* **WHAT YOU ARE ASKED TO DO**
Keep every line of the data below that has the string "door" and present those lines.

##### MATERIAL PROVIDED #####

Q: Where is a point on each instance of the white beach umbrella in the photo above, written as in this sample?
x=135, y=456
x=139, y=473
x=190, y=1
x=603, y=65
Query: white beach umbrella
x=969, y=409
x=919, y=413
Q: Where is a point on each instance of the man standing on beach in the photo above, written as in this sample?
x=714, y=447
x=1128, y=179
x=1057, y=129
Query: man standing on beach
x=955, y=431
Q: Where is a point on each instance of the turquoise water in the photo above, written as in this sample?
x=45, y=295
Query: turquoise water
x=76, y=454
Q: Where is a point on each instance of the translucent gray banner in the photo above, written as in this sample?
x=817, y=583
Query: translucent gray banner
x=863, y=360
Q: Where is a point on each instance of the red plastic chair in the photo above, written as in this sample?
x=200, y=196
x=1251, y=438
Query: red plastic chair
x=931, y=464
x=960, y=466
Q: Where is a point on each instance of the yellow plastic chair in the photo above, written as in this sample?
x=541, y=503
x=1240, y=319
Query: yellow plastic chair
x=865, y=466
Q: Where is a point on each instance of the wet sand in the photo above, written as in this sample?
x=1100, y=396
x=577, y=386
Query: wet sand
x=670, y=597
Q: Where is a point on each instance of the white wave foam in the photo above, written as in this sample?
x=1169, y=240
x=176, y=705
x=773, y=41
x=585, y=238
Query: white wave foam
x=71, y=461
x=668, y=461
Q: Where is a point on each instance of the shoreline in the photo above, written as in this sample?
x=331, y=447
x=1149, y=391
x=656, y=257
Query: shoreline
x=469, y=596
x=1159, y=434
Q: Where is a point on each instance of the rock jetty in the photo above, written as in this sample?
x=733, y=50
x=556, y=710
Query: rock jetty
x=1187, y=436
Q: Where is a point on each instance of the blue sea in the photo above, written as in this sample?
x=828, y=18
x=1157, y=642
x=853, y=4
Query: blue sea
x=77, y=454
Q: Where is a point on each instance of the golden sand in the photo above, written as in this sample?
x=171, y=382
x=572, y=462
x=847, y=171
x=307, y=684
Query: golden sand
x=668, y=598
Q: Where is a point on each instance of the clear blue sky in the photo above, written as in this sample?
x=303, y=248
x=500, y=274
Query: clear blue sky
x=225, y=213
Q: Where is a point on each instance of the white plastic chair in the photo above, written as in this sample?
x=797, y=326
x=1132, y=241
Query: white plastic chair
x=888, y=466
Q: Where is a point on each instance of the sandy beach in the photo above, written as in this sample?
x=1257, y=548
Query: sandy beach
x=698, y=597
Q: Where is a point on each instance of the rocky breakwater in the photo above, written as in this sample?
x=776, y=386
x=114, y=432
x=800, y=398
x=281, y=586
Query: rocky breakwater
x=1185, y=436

#####
##### MATERIAL PROVIDED #####

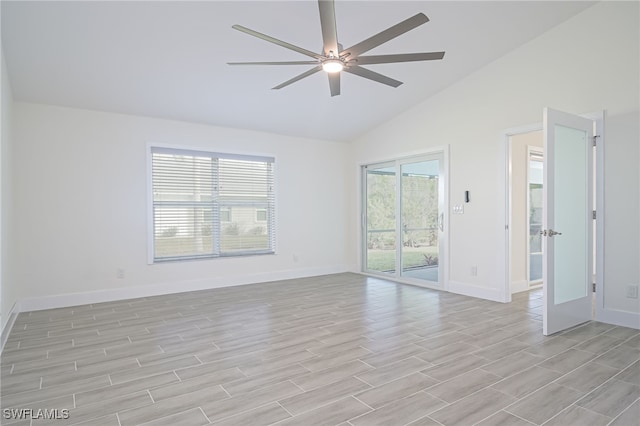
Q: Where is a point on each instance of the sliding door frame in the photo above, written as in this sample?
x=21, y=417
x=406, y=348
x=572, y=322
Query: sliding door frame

#####

* **RESULT OF THE TASK**
Q: Where is a point on each instance of the sliding door frame in the photo above, written as in this sample?
Query: sliding door frame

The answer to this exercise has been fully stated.